_Instructions to follow_:
Set down, exactly as written, every line from the one containing "green lawn, which" through the end of the listing.

═══

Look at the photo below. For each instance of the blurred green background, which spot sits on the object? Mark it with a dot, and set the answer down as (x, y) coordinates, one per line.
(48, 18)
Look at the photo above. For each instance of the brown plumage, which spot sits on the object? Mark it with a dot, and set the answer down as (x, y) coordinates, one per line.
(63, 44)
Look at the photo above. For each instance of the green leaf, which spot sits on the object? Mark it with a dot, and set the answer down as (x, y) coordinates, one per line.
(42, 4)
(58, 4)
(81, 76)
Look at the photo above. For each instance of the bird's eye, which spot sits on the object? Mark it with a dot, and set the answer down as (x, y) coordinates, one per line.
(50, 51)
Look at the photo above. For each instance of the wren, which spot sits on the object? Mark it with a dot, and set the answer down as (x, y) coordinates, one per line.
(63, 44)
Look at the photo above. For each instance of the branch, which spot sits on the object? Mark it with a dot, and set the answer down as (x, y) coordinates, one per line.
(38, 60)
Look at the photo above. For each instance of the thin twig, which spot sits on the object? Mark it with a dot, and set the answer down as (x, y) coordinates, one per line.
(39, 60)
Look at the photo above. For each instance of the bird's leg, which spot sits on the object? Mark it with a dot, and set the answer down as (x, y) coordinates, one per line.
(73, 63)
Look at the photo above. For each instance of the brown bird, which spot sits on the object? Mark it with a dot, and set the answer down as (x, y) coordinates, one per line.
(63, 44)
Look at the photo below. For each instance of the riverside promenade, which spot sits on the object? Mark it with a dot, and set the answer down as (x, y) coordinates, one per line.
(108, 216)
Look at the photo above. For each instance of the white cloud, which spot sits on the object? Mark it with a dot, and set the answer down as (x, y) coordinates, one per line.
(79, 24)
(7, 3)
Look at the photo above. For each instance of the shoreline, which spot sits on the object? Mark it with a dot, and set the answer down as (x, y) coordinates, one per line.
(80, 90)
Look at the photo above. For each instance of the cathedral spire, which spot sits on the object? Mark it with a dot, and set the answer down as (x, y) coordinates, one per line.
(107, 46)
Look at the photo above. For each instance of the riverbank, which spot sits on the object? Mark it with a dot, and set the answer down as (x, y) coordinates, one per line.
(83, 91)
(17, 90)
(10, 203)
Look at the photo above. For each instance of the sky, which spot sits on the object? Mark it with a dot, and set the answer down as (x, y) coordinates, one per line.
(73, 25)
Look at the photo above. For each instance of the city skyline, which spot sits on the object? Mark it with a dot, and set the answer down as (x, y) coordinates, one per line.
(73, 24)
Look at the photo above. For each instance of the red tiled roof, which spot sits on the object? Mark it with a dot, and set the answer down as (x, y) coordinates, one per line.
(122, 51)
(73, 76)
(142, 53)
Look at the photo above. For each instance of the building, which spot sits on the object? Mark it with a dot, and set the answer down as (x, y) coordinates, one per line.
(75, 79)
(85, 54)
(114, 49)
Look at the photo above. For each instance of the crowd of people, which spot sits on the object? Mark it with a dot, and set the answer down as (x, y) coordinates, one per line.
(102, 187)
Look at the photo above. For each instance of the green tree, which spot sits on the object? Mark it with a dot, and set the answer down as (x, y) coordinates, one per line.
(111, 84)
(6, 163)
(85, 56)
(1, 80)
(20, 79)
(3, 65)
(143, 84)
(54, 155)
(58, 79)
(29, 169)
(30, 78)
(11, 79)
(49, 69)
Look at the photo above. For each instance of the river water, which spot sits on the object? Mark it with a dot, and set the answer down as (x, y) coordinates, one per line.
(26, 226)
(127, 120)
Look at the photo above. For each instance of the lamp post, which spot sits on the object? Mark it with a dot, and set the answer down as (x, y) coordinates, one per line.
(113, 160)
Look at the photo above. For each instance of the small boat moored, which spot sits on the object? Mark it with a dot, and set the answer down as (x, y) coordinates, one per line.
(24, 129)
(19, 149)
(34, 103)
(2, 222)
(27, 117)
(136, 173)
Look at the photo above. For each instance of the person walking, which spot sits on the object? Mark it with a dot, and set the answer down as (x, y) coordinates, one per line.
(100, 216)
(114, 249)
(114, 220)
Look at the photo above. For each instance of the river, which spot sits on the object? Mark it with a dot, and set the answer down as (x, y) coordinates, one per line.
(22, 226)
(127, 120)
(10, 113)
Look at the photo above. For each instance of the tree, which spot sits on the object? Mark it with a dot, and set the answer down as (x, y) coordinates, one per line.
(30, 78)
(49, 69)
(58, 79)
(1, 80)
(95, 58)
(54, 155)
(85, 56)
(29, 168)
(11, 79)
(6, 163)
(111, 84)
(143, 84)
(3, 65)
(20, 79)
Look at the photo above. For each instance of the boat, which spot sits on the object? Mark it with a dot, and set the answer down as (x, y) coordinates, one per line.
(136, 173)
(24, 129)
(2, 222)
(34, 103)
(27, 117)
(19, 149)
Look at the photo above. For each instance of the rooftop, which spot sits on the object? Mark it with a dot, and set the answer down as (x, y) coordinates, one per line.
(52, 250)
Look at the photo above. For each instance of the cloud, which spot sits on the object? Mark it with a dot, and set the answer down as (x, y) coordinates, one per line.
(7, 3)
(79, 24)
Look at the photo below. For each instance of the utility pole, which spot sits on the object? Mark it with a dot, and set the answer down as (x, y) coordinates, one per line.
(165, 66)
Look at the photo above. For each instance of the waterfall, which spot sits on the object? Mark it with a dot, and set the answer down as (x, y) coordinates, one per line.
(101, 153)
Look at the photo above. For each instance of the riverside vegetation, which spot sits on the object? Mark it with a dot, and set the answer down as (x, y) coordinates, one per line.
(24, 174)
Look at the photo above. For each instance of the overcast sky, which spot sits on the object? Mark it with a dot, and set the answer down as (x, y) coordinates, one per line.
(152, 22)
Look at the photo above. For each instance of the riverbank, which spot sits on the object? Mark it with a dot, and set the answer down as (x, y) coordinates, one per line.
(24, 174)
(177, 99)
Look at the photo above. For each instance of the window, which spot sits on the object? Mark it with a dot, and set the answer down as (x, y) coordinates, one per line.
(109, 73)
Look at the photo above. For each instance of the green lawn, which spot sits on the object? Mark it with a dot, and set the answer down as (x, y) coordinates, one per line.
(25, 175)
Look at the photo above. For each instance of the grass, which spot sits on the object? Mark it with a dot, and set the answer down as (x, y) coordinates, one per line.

═══

_Answer box_:
Look at the photo above. For each instance of the green lawn, which spot sits on the object? Mark it with a dot, and set the answer down as (x, y) coordinates, one per line.
(25, 175)
Look at the photo above. For each instance of the grass, which spot sits on the object? Mark it with a dot, and set the answer down as (x, y) coordinates, one per line.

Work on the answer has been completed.